Short problem.
Return the lines of the records unchanged, starting at the line that contains "# for each instance of the trash" and ending at the end of the records.

Records provided.
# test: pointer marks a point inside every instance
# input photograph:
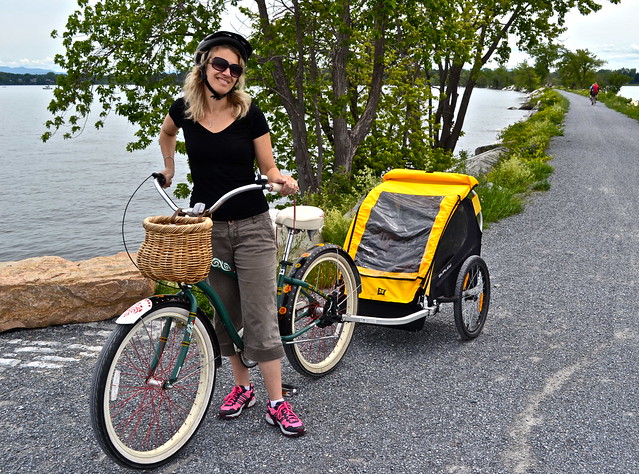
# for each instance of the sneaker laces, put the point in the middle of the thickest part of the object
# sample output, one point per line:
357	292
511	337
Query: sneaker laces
284	410
234	395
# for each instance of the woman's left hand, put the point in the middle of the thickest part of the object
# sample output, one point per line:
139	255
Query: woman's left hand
289	185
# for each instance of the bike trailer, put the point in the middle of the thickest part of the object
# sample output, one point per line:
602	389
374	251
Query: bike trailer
409	238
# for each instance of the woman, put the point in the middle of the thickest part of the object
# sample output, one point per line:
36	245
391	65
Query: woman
225	134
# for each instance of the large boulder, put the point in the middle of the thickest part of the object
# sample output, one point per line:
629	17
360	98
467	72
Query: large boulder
483	162
44	291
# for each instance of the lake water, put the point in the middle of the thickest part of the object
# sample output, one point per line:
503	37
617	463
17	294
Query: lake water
67	197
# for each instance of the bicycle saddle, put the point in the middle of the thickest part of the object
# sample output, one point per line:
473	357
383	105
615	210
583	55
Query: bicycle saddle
301	217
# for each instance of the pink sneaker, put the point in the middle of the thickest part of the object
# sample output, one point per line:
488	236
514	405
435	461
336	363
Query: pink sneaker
236	401
284	417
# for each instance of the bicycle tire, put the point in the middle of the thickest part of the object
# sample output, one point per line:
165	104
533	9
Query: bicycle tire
137	421
318	351
472	297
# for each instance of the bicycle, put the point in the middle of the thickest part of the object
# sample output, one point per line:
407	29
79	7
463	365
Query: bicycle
155	376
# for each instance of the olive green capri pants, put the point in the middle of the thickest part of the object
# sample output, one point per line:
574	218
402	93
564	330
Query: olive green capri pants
249	246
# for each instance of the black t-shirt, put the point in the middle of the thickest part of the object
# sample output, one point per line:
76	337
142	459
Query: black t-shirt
223	161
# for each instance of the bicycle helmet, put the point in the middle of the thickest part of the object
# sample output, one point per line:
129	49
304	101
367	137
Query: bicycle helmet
235	40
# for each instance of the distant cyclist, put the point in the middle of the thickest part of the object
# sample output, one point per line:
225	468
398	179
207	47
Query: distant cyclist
594	91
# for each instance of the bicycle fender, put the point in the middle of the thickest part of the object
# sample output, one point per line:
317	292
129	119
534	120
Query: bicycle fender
142	307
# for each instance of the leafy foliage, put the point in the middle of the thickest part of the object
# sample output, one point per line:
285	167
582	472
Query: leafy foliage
348	85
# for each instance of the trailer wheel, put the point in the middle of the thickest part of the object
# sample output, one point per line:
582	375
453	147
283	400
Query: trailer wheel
472	297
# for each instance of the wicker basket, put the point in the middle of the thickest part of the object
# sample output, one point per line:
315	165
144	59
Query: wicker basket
176	248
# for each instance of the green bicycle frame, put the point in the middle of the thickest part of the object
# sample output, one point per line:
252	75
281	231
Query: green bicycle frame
225	318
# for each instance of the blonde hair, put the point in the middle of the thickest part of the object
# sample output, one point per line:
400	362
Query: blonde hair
195	91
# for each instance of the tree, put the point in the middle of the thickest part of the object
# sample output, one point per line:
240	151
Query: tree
546	56
577	70
349	83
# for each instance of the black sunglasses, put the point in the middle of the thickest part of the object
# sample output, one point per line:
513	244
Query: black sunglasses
221	64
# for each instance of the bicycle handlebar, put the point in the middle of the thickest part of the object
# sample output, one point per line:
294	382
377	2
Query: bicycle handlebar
199	208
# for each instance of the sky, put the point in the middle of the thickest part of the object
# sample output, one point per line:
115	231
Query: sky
25	36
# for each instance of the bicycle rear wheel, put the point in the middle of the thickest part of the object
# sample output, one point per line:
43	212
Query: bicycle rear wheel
328	271
138	419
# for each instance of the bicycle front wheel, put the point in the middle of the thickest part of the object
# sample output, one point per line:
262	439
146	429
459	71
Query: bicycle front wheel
329	278
139	419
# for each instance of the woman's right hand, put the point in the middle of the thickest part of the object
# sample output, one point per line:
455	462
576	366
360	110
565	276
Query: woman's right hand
168	177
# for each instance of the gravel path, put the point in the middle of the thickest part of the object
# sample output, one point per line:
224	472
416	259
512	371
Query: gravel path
550	386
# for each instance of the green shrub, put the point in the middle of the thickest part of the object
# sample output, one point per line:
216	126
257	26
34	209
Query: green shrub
511	173
498	203
336	226
168	288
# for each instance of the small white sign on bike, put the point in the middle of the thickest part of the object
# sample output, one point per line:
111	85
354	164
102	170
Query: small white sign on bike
132	314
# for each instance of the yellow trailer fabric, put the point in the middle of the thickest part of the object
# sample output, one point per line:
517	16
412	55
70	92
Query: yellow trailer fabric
397	229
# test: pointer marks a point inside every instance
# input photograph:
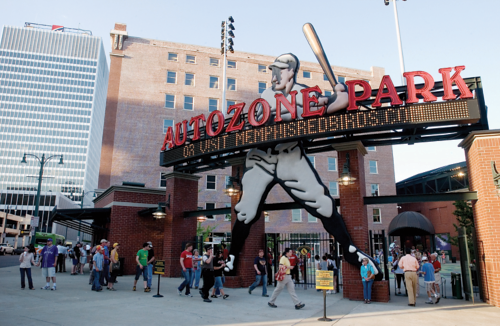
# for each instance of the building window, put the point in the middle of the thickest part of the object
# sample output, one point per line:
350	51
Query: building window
213	104
227	217
332	164
163	180
171	77
333	187
214	62
172	57
189	79
167	123
211	182
214	82
311	219
231	84
296	215
188	103
262	87
210	206
170	101
377	218
311	159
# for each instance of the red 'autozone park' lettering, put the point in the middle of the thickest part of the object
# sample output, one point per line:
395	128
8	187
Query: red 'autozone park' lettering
385	90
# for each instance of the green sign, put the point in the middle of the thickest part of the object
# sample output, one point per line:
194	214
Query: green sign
324	280
159	267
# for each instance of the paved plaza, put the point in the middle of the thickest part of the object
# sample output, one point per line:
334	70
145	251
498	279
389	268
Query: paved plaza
75	304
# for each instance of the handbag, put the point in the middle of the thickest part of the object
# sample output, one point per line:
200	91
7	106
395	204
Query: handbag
280	275
115	266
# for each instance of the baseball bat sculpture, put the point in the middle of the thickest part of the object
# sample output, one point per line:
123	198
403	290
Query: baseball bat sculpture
317	48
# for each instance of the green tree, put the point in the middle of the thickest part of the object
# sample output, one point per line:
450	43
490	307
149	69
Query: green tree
463	212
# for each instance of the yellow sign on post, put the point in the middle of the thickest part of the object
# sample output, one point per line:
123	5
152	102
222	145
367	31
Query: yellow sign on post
324	280
159	267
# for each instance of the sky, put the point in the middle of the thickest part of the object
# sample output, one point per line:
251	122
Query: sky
354	33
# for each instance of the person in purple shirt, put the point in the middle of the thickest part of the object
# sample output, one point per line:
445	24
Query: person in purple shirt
49	262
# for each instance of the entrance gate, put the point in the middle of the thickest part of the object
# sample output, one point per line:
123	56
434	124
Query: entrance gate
319	244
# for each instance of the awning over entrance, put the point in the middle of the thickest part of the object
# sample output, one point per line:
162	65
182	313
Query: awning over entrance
410	223
88	220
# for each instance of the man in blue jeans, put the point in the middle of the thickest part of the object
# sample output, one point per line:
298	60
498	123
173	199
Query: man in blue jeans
151	261
186	261
259	264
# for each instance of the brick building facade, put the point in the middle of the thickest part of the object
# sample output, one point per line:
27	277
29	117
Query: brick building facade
154	84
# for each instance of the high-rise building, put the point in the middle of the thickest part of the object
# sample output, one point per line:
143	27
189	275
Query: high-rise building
154	84
53	85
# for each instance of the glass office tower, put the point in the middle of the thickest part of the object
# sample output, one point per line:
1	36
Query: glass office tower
53	85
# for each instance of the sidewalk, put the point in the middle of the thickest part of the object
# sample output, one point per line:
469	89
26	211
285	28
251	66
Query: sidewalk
75	304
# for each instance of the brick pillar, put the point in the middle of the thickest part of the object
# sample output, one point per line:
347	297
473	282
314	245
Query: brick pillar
183	191
245	273
355	217
482	147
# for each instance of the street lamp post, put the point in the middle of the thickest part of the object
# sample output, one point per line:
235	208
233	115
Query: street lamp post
400	46
227	36
42	161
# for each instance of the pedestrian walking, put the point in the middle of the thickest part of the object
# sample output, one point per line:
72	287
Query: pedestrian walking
207	273
115	266
186	262
98	263
151	260
142	266
218	267
195	282
48	258
287	281
26	259
61	257
367	277
410	267
259	264
437	275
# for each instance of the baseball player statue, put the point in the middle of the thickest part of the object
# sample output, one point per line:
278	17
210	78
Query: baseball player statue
288	165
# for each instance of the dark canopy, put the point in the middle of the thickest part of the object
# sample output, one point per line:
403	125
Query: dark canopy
410	223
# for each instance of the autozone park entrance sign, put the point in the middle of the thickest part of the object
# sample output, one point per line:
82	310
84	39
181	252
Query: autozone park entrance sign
388	115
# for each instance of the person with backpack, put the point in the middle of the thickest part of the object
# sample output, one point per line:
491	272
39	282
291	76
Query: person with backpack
285	281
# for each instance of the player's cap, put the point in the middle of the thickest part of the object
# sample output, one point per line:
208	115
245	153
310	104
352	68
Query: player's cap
287	60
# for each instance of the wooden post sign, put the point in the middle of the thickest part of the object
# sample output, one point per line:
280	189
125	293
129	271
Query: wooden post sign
159	267
324	281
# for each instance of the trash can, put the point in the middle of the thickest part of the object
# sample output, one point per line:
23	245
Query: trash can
122	266
456	286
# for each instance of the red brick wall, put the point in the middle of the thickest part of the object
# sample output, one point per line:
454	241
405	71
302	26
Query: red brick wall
482	148
177	229
355	218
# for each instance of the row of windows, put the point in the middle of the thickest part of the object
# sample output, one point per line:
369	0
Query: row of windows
48	87
47	65
45	109
45	94
213	103
44	101
42	72
45	79
50	58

The result.
# for each instance of the trash can, put the point in the middle of the thickest part of the object
# sample output, one point per line:
23	245
Query: trash can
122	266
456	286
# for each instance of the red brick wall, put the point in the middle of the thickest part of the object
# sample output, one point per line:
454	241
405	71
302	26
Query: red brick wall
482	148
177	229
355	218
# for each instance of the row of windows, put the point in the middle of the thickest part of the object
# sample output, one point per line:
369	0
Query: row of windows
48	87
47	65
45	109
45	94
213	103
44	101
42	72
45	79
50	58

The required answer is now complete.